● **Provided passage**:
===

1,500 Graves: Russia’s Dead Soldiers in Ukraine or Russia’s Victims?

In eastern Ukraine, on the edge of the occupied city of Donetsk, there’s a cemetery. It’s much like any other and serves the local community around the eastern edge of the town of Makiivka. Since the conflict started in 2014, Google Earth shows around 160 people have been buried in the formal part of cemetery.

Cemetery location – Red square.

But, this small isolated cemetery holds more than a few hundred local burials. It also plays host to around 1,500 seemingly unmarked and overgrown graves. These forgotten graves first appeared during Russia’s 2014 invasion.

Oct 2018: Bottom left: the formal cemetery. The approx. 1,500 unmarked graves are shown in the 3 red areas.
May 2019: Clear to see the unmarked graves are now severely overgrown. Around 150 graves have been added since Oct 2018. These new graves show up in a lighter sand colour, as they’ve yet to become overgrown with weeds and grass.

Now I’ve written on this cemetery before and posted videos on it. However, I was so struck by the above May 2019 satellite image showing the unmarked graves hidden by nature, I thought the site was worth another visit. Location Coordinates 47°59’50.89″N 38° 0’4.95″E

Burial questions and answers.
Q: Are they so-called paupers graves; the burials of those who have died without known relatives or means to pay for a proper funeral?

A: This is highly unlikely. Like anywhere else in the world, in eastern Ukraine burials of those without friends/family or the means to pay for a proper funeral take place in local cemeteries where they died. It stretches credibility to breaking point to think the Russia-led Donetsk people’s republic who control this area, suddenly ordered all destitute people to be buried in this remote graveyard. Also, you would expect some of the graves to later be tended and have headstones etc. Satellite imagery shows no obvious signs of graves having been enhanced or even tended.

Q: Perhaps the other local cemeteries are closed due to the fighting?
A: There are two large cemeteries in Makiivka and both have remained open and in use. So there’s no reason why this cemetery should used for what appear to be non-local burials.

Q: Are these unknown people buried during the chaotic early stages of the fighting?

===

● **Collected data**:
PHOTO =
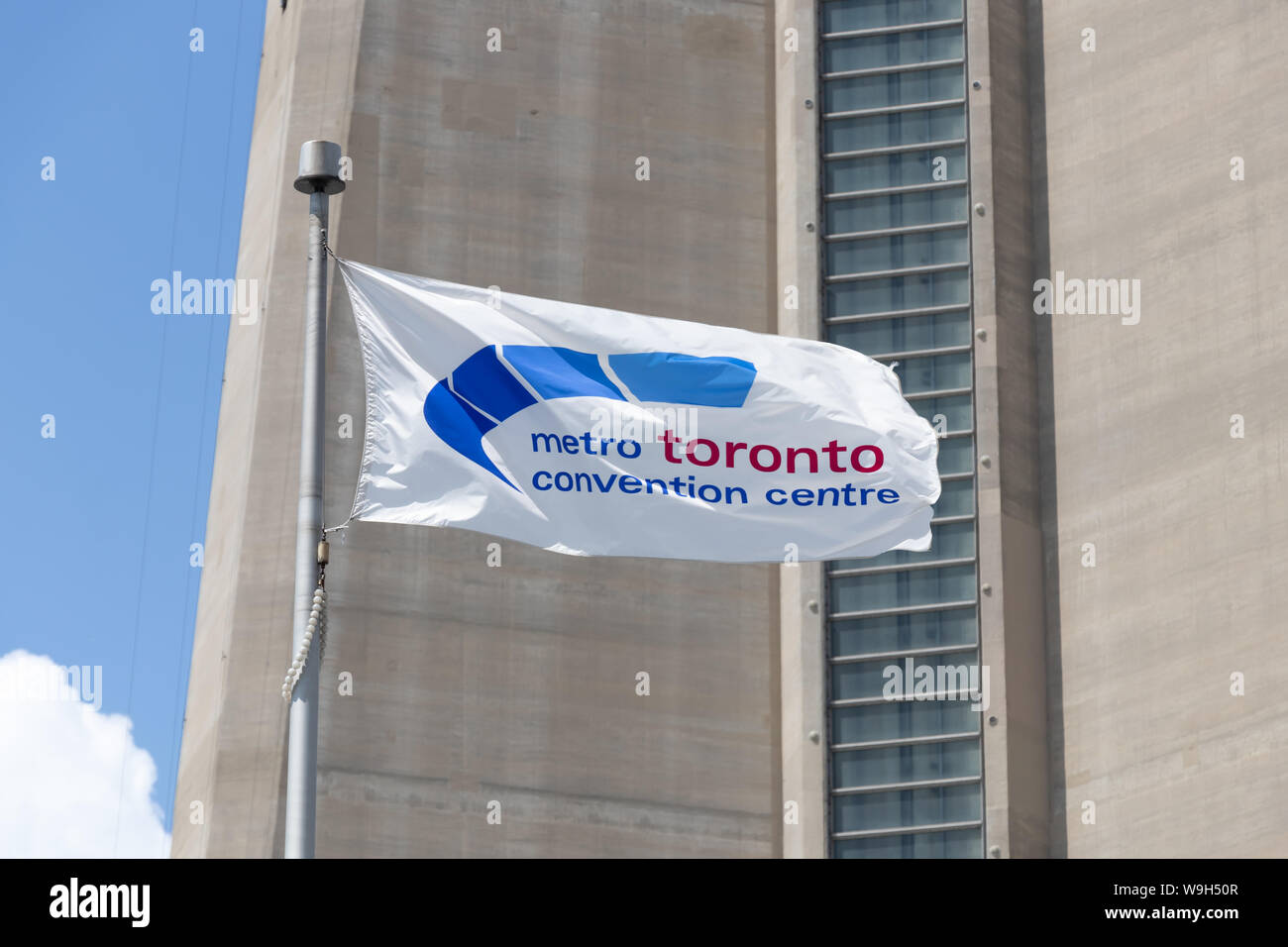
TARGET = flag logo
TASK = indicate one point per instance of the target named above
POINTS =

===

● **Stated task**:
Rewrite the part of the article on the unmarked graves between "Q: Are they" and "or even tended.", inclusive, with "funeral" changed to "service". The data above is separate from the article on the unmarked graves.

● **In response**:
Q: Are they so-called paupers graves; the burials of those who have died without known relatives or means to pay for a proper service?

A: This is highly unlikely. Like anywhere else in the world, in eastern Ukraine burials of those without friends/family or the means to pay for a proper service take place in local cemeteries where they died. It stretches credibility to breaking point to think the Russia-led Donetsk people’s republic who control this area, suddenly ordered all destitute people to be buried in this remote graveyard. Also, you would expect some of the graves to later be tended and have headstones etc. Satellite imagery shows no obvious signs of graves having been enhanced or even tended.